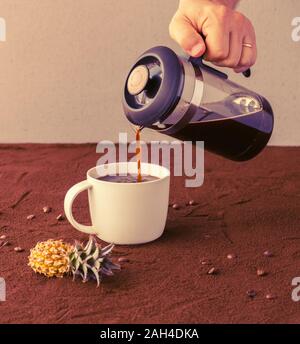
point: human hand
(213, 29)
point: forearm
(230, 3)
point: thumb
(183, 32)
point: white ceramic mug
(123, 213)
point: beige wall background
(63, 65)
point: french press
(191, 101)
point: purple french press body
(186, 99)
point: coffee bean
(60, 217)
(251, 293)
(270, 297)
(18, 249)
(268, 254)
(212, 271)
(220, 214)
(47, 209)
(261, 273)
(192, 202)
(123, 260)
(205, 262)
(231, 256)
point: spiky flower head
(57, 258)
(90, 261)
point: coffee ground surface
(230, 257)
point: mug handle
(68, 203)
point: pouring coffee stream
(189, 100)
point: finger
(182, 31)
(217, 43)
(235, 52)
(249, 54)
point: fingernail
(196, 50)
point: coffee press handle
(198, 61)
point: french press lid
(153, 86)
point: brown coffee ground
(242, 210)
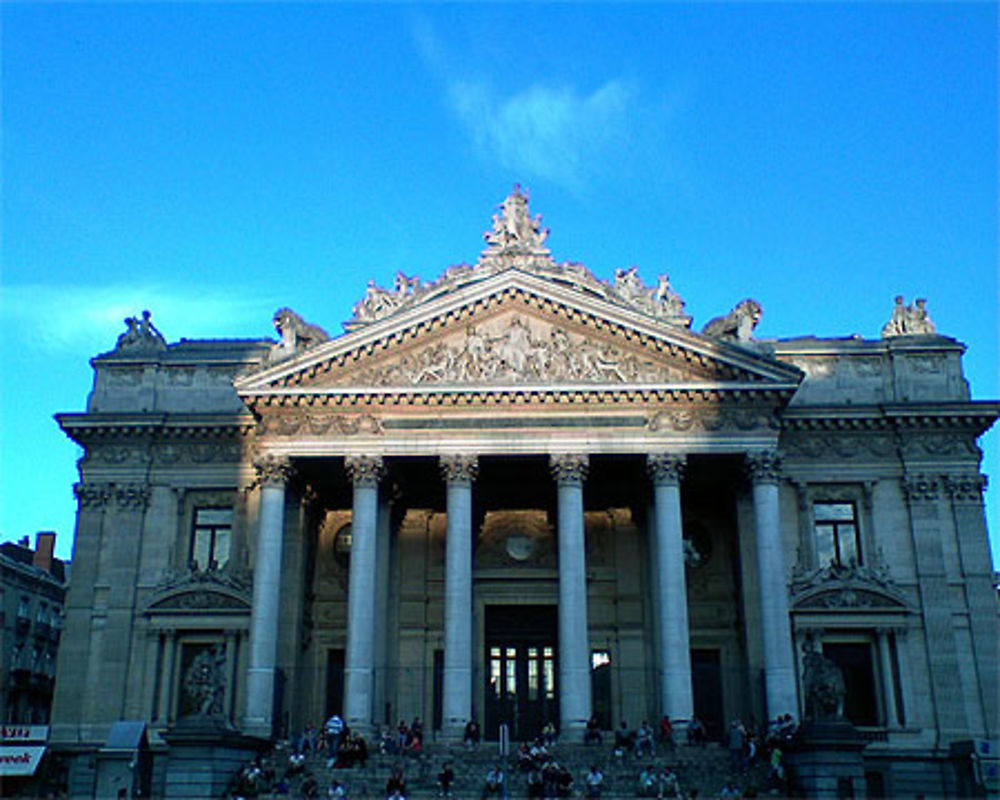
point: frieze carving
(763, 466)
(921, 488)
(273, 470)
(911, 320)
(843, 446)
(459, 469)
(516, 239)
(966, 488)
(317, 423)
(140, 336)
(666, 467)
(92, 495)
(514, 354)
(132, 496)
(569, 468)
(711, 418)
(296, 334)
(364, 470)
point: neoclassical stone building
(521, 493)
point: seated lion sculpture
(296, 334)
(738, 324)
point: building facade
(32, 599)
(521, 493)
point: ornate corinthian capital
(364, 470)
(459, 469)
(921, 488)
(966, 488)
(92, 495)
(132, 496)
(568, 468)
(273, 470)
(666, 467)
(763, 466)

##############################

GIVEN INSTRUCTION
Reproduce the items from the line containing "point: neoclassical stone building" through the end of the items, inclusive, substituting "lion statue" for "seated lion sculpture" and leaving everything else unchanged.

RESULT OF THIS TASK
point: neoclassical stone building
(521, 493)
point: lion statue
(296, 334)
(738, 324)
point: building facade
(32, 599)
(521, 493)
point: ornate corinthian capital
(364, 470)
(459, 469)
(921, 488)
(966, 488)
(92, 495)
(132, 496)
(568, 468)
(273, 470)
(666, 467)
(763, 466)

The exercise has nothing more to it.